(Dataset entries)
::::

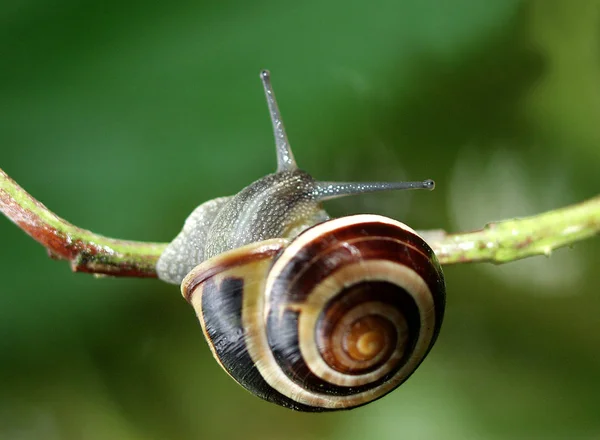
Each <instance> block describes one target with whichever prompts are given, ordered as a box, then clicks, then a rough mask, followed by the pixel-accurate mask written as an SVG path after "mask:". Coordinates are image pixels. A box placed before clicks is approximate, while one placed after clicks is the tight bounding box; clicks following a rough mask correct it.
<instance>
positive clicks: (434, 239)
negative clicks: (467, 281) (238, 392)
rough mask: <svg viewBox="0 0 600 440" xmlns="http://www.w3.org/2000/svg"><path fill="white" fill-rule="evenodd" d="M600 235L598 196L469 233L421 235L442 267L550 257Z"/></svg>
mask: <svg viewBox="0 0 600 440" xmlns="http://www.w3.org/2000/svg"><path fill="white" fill-rule="evenodd" d="M599 233H600V196H596V197H593V198H591V199H589V200H586V201H584V202H581V203H578V204H575V205H571V206H567V207H564V208H559V209H555V210H552V211H547V212H545V213H542V214H537V215H534V216H531V217H523V218H516V219H510V220H504V221H499V222H493V223H488V224H487V225H486V226H485V227H484V228H483V229H480V230H477V231H472V232H461V233H454V234H447V233H445V232H443V231H434V232H427V231H425V232H424V233H423V235H424V238H425V239H426V240H427V241H428V243H429V244H430V246H431V247H432V249H433V250H434V252H435V253H436V255H437V256H438V259H439V261H440V263H441V264H443V265H448V264H458V263H478V262H491V263H496V264H501V263H508V262H510V261H516V260H520V259H522V258H526V257H531V256H534V255H546V256H550V254H551V253H552V251H553V250H554V249H557V248H560V247H564V246H569V245H572V244H574V243H575V242H578V241H581V240H585V239H586V238H590V237H593V236H594V235H597V234H599Z"/></svg>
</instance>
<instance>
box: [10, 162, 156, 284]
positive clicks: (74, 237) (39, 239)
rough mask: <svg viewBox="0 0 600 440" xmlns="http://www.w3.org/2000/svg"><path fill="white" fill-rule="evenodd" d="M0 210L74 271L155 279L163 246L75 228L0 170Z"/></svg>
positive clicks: (70, 224)
mask: <svg viewBox="0 0 600 440" xmlns="http://www.w3.org/2000/svg"><path fill="white" fill-rule="evenodd" d="M0 211H1V212H2V213H3V214H4V215H6V216H7V217H8V218H9V219H10V220H11V221H12V222H13V223H15V224H16V225H17V226H18V227H20V228H21V229H23V231H25V232H26V233H27V234H28V235H29V236H30V237H32V238H33V239H34V240H36V241H37V242H39V243H40V244H41V245H42V246H44V247H45V248H46V249H47V251H48V254H49V255H50V256H51V257H53V258H57V259H64V260H68V261H69V262H70V263H71V269H72V270H73V271H74V272H87V273H94V274H104V275H112V276H123V277H150V278H155V277H156V270H155V265H156V261H157V260H158V257H159V256H160V254H161V253H162V251H163V250H164V248H165V246H166V245H165V244H163V243H143V242H137V241H126V240H116V239H113V238H107V237H104V236H102V235H99V234H95V233H93V232H91V231H87V230H85V229H81V228H78V227H77V226H74V225H72V224H71V223H69V222H67V221H66V220H64V219H62V218H60V217H58V216H57V215H56V214H54V213H53V212H52V211H50V210H49V209H48V208H46V207H45V206H44V205H43V204H42V203H40V202H39V201H37V200H36V199H34V198H33V197H32V196H31V195H29V194H28V193H27V191H25V190H24V189H23V188H21V187H20V186H19V185H18V184H17V183H16V182H15V181H14V180H12V179H11V178H10V177H9V176H8V175H7V174H6V173H5V172H4V171H2V170H1V169H0Z"/></svg>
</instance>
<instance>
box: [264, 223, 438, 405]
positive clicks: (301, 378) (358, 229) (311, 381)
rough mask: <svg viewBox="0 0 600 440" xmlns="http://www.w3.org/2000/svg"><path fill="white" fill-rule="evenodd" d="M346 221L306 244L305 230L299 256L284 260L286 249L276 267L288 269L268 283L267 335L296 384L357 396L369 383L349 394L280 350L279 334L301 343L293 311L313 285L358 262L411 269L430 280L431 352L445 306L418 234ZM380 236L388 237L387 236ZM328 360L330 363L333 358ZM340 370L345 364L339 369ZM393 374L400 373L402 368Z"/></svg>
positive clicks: (313, 239)
mask: <svg viewBox="0 0 600 440" xmlns="http://www.w3.org/2000/svg"><path fill="white" fill-rule="evenodd" d="M371 217H374V216H371ZM346 221H347V222H348V223H346V224H345V225H343V226H341V227H339V228H335V229H334V228H333V226H330V228H329V229H327V227H325V228H321V226H320V225H317V226H315V227H313V228H312V229H314V230H313V231H312V232H311V234H312V235H310V237H311V239H310V240H309V239H306V241H305V242H302V236H303V235H304V234H305V233H306V232H305V233H303V234H301V235H300V236H299V239H300V240H299V241H298V244H297V246H296V248H295V249H293V251H294V254H293V255H291V256H290V257H288V258H287V259H285V257H284V255H285V253H286V251H284V255H282V256H280V257H281V258H282V261H283V262H282V261H279V262H277V263H275V265H276V266H277V264H280V265H282V266H284V267H283V268H279V267H278V268H277V271H275V270H272V273H271V274H270V277H271V279H270V280H269V281H268V285H269V287H271V289H269V291H268V297H269V304H268V311H267V312H268V313H267V320H268V323H269V325H268V337H269V342H270V345H271V347H272V349H273V350H274V352H275V357H276V359H277V361H278V363H279V364H280V365H281V367H282V370H283V371H284V372H285V373H286V375H287V376H288V377H289V378H290V379H291V380H299V379H300V378H301V380H302V381H303V382H308V384H309V388H312V389H313V390H314V391H322V392H323V391H324V392H327V391H329V392H331V393H332V394H351V393H358V392H362V391H364V390H365V389H367V388H368V387H369V385H365V386H360V387H350V388H346V389H345V390H344V388H340V387H338V386H331V384H328V383H327V382H325V381H323V380H321V379H320V378H319V377H318V376H316V375H314V374H313V373H312V372H311V370H310V367H309V366H308V365H307V364H306V363H305V362H304V361H303V359H301V358H299V357H298V355H297V354H296V356H289V354H290V347H287V349H284V350H281V348H283V347H282V345H279V343H278V342H277V341H278V338H280V335H282V334H284V335H286V337H285V338H284V339H286V344H290V343H291V342H293V343H292V344H291V345H292V346H294V345H296V346H297V345H298V343H299V342H298V337H299V336H298V318H297V313H291V312H292V311H293V310H298V311H299V312H300V313H302V311H303V310H302V304H303V303H304V302H305V301H306V299H307V298H306V295H307V294H308V293H309V292H311V291H312V290H313V287H314V286H316V285H318V284H319V283H320V282H322V281H323V280H324V279H325V278H327V277H329V276H331V275H332V273H334V272H335V271H336V270H338V269H339V268H340V267H344V266H345V265H348V264H352V263H355V262H356V261H359V260H388V261H391V262H395V263H399V264H402V265H404V266H406V267H410V268H411V269H412V270H414V271H416V272H417V274H418V276H420V277H421V278H422V279H423V280H424V281H425V283H426V284H427V286H428V287H429V291H430V292H431V295H433V298H432V300H433V304H434V307H433V311H434V313H435V315H436V318H435V328H433V329H432V331H433V337H432V339H431V343H430V344H429V348H428V349H427V351H429V349H430V348H431V345H432V344H433V342H434V341H435V339H436V337H437V333H438V332H439V327H440V324H441V318H442V316H443V311H444V310H443V309H444V303H445V298H444V296H445V293H444V282H443V275H442V273H441V268H440V266H439V263H438V262H437V259H436V257H435V255H434V254H433V252H432V251H431V249H430V248H429V246H427V244H426V243H425V242H424V241H423V240H422V239H421V238H420V237H419V236H418V235H416V234H415V233H413V232H411V231H410V230H406V229H403V228H402V227H399V226H398V225H394V224H388V223H385V222H384V223H380V222H378V221H371V222H363V223H358V224H351V223H350V222H351V220H350V219H346ZM320 229H322V230H323V231H320ZM320 232H321V233H320ZM381 234H387V236H383V235H381ZM288 251H291V249H288ZM287 303H291V305H292V307H293V309H290V310H289V312H284V311H283V310H285V304H287ZM413 314H414V313H413ZM417 319H418V315H417ZM411 327H412V329H413V330H412V332H411V333H413V336H412V337H411V339H412V340H413V344H414V342H415V341H416V337H415V336H414V333H415V326H414V325H412V326H411ZM417 333H418V331H417ZM410 346H411V343H410V342H409V347H410ZM325 351H327V350H325ZM411 351H412V349H410V348H409V350H408V355H410V352H411ZM322 354H323V353H322ZM405 354H406V353H405ZM326 360H327V359H326ZM329 360H330V361H331V359H329ZM334 364H335V362H334ZM400 365H401V364H400ZM330 366H331V365H330ZM334 366H335V365H334ZM337 367H338V368H339V367H340V366H339V365H337ZM394 370H395V371H397V368H394ZM393 374H394V371H392V372H391V373H389V374H386V375H385V377H383V378H381V379H380V380H377V381H375V382H373V383H372V385H378V384H380V383H382V382H385V381H386V380H387V379H388V378H390V377H391V376H393ZM311 385H312V386H311Z"/></svg>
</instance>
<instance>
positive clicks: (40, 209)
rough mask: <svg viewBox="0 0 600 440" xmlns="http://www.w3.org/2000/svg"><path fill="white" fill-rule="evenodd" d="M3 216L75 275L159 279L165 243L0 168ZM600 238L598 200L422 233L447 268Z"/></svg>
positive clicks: (505, 259)
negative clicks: (65, 264) (63, 212)
mask: <svg viewBox="0 0 600 440" xmlns="http://www.w3.org/2000/svg"><path fill="white" fill-rule="evenodd" d="M0 211H1V212H2V213H3V214H4V215H6V216H7V217H8V218H9V219H10V220H12V221H13V222H14V223H15V224H16V225H17V226H19V227H20V228H21V229H23V230H24V231H25V232H26V233H27V234H29V235H30V236H31V237H32V238H33V239H34V240H36V241H38V242H39V243H40V244H42V245H43V246H44V247H45V248H46V249H47V250H48V252H49V254H50V256H52V257H55V258H60V259H65V260H68V261H70V263H71V268H72V269H73V271H75V272H88V273H94V274H105V275H112V276H129V277H152V278H155V277H156V268H155V266H156V261H157V260H158V257H159V256H160V254H161V253H162V252H163V250H164V249H165V247H166V243H144V242H138V241H126V240H116V239H113V238H107V237H104V236H102V235H98V234H94V233H93V232H90V231H87V230H85V229H81V228H78V227H77V226H74V225H72V224H70V223H69V222H67V221H66V220H64V219H62V218H60V217H58V216H57V215H56V214H54V213H53V212H51V211H50V210H48V208H46V207H45V206H44V205H43V204H42V203H40V202H39V201H37V200H36V199H34V198H33V197H31V195H29V194H28V193H27V192H26V191H25V190H24V189H23V188H21V187H20V186H19V185H18V184H17V183H16V182H15V181H13V180H12V179H11V178H10V177H9V176H8V175H6V173H4V171H2V170H1V169H0ZM599 233H600V196H596V197H594V198H591V199H589V200H587V201H585V202H582V203H579V204H576V205H572V206H567V207H565V208H560V209H556V210H552V211H548V212H545V213H542V214H538V215H535V216H532V217H525V218H519V219H511V220H505V221H500V222H495V223H489V224H488V225H486V226H485V227H484V228H483V229H481V230H478V231H472V232H465V233H455V234H448V233H446V232H444V231H423V232H421V234H422V235H423V237H424V238H425V239H426V240H427V242H428V243H429V244H430V245H431V247H432V248H433V250H434V252H435V253H436V255H437V256H438V258H439V260H440V263H441V264H443V265H449V264H458V263H475V262H492V263H507V262H510V261H515V260H519V259H522V258H526V257H530V256H533V255H547V256H548V255H550V254H551V252H552V250H554V249H557V248H559V247H563V246H569V245H572V244H573V243H575V242H578V241H581V240H585V239H587V238H590V237H592V236H594V235H597V234H599Z"/></svg>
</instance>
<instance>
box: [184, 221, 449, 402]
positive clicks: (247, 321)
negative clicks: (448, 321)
mask: <svg viewBox="0 0 600 440" xmlns="http://www.w3.org/2000/svg"><path fill="white" fill-rule="evenodd" d="M182 292H183V294H184V296H186V298H188V300H189V301H190V302H191V303H192V304H193V305H194V308H195V309H196V312H197V314H198V316H199V318H200V321H201V323H202V327H203V330H204V333H205V336H206V337H207V340H208V342H209V345H210V346H211V349H212V350H213V353H214V355H215V357H216V358H217V359H218V360H219V362H220V363H221V365H222V366H223V367H224V368H225V370H226V371H227V372H228V373H229V374H230V375H231V376H232V377H233V378H234V379H235V380H237V381H238V382H239V383H240V384H241V385H242V386H244V387H246V388H247V389H249V390H250V391H251V392H253V393H254V394H256V395H258V396H260V397H262V398H264V399H266V400H269V401H272V402H275V403H278V404H280V405H283V406H287V407H291V408H294V409H297V410H303V411H327V410H336V409H349V408H353V407H357V406H360V405H364V404H366V403H368V402H371V401H373V400H375V399H378V398H380V397H382V396H384V395H386V394H387V393H389V392H390V391H392V390H393V389H395V388H396V387H398V386H399V385H400V384H401V383H403V382H404V381H405V380H406V379H407V378H408V377H409V376H410V375H411V374H412V372H413V371H414V370H415V369H416V368H417V367H418V365H419V364H420V363H421V362H422V360H423V359H424V357H425V356H426V355H427V353H428V352H429V350H430V349H431V347H432V346H433V344H434V342H435V340H436V338H437V335H438V333H439V330H440V325H441V322H442V318H443V314H444V306H445V284H444V277H443V273H442V271H441V268H440V265H439V263H438V261H437V259H436V257H435V254H434V253H433V251H432V250H431V249H430V247H429V246H428V245H427V244H426V243H425V242H424V241H423V240H422V239H421V238H420V237H419V235H418V234H417V233H416V232H415V231H413V230H412V229H411V228H409V227H408V226H406V225H404V224H402V223H400V222H397V221H395V220H392V219H389V218H386V217H382V216H378V215H355V216H348V217H342V218H338V219H333V220H329V221H326V222H323V223H320V224H318V225H316V226H313V227H311V228H310V229H308V230H306V231H304V232H303V233H302V234H300V235H299V236H298V237H296V239H294V240H293V241H292V242H291V243H287V242H285V241H284V240H268V241H266V242H260V243H256V244H254V245H250V246H246V247H245V248H240V249H237V250H235V251H231V252H227V253H225V254H222V255H220V256H217V257H214V258H213V259H211V260H209V261H207V262H205V263H203V264H201V265H200V266H198V267H197V268H196V269H194V270H193V271H192V272H191V273H190V274H189V275H188V276H187V277H186V279H185V280H184V282H183V285H182Z"/></svg>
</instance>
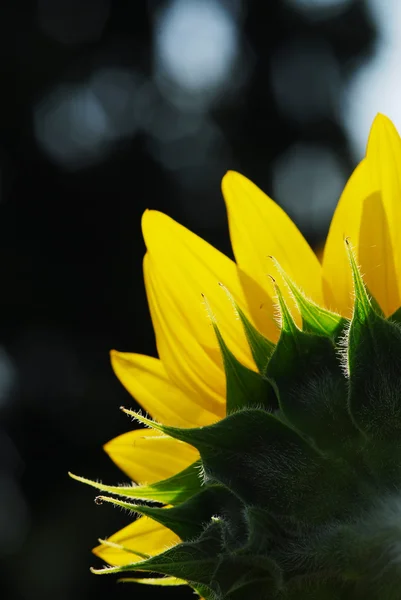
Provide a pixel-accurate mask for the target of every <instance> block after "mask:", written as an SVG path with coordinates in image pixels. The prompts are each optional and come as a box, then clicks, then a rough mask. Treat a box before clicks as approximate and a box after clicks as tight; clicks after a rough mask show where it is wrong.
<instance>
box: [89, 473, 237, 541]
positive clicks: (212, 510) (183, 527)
mask: <svg viewBox="0 0 401 600" xmlns="http://www.w3.org/2000/svg"><path fill="white" fill-rule="evenodd" d="M102 502H108V503H110V504H113V505H114V506H120V507H121V508H125V509H126V510H129V511H133V512H135V513H138V514H140V515H143V516H147V517H150V518H151V519H153V520H154V521H156V522H157V523H160V524H161V525H163V526H164V527H167V528H168V529H170V530H171V531H172V532H173V533H175V534H176V535H178V537H179V538H181V540H184V541H186V540H189V539H194V538H195V537H198V536H199V535H200V534H201V533H202V531H203V529H204V525H205V523H209V522H210V521H211V519H212V517H213V516H215V515H220V514H224V513H231V514H233V515H235V514H236V513H237V514H238V513H240V512H241V505H240V502H239V501H238V499H237V498H235V496H233V494H232V493H231V492H230V491H229V490H228V489H227V488H225V487H223V486H221V485H216V484H212V485H209V486H207V487H204V488H203V489H202V490H201V491H200V492H199V493H198V494H196V495H195V496H193V497H192V498H190V499H188V500H186V501H185V502H183V503H182V504H179V505H178V506H174V507H172V508H155V507H151V506H146V505H140V504H132V503H130V502H123V501H121V500H118V499H116V498H111V497H109V496H99V497H98V498H97V503H98V504H99V503H102Z"/></svg>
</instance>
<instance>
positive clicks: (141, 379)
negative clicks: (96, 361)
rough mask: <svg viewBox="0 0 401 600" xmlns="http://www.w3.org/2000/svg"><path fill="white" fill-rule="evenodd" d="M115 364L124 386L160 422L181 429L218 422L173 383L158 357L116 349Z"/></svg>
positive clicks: (116, 368)
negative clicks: (117, 351)
mask: <svg viewBox="0 0 401 600" xmlns="http://www.w3.org/2000/svg"><path fill="white" fill-rule="evenodd" d="M111 364H112V366H113V370H114V373H115V374H116V375H117V377H118V378H119V380H120V381H121V383H122V384H123V385H124V387H125V388H126V389H127V390H128V392H129V393H130V394H131V395H132V396H133V397H134V398H135V399H136V400H137V401H138V402H139V403H140V404H141V406H142V407H143V408H144V409H145V410H146V411H147V412H149V413H150V414H151V415H152V417H153V418H154V419H155V420H156V421H160V422H161V423H163V424H164V425H174V426H177V427H201V426H203V425H210V424H211V423H214V422H216V421H217V419H218V417H217V416H216V415H215V414H212V413H209V412H208V411H207V410H206V409H205V408H203V407H202V406H199V404H197V403H196V402H194V401H193V400H192V399H191V398H190V396H189V395H188V394H185V393H184V392H183V391H182V390H180V389H179V388H178V387H177V386H176V385H175V384H174V383H172V381H171V380H170V378H169V377H168V375H167V372H166V369H165V368H164V366H163V364H162V362H161V361H160V360H158V359H157V358H152V357H150V356H144V355H142V354H130V353H127V352H116V351H115V350H113V351H112V352H111Z"/></svg>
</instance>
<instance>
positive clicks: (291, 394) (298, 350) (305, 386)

::::

_TASK GOAL_: From the items above, pull out every line that contains the string "tight".

_OUTPUT FOR THIS TASK_:
Each <instance> block describes one target with whichever prompts are given, ordered as a box, then clicks, then a rough mask, followed by the pixel-accurate mask written as an SVG path after "mask:". Coordinates are image pixels. A box placed before clicks is approximate, while one placed after clicks is the tight bounding box; clicks following a rough mask correct it.
Provide a pixel-accurate mask for the target of every <instance> block after "mask:", written as an SVG path with coordinates in image pixels. The prompts are each optional and come as a box, then clicks, then a rough mask. Treat a box before clicks as approximate and a box after clicks as tight; clicks after a rough mask show where it is wrong.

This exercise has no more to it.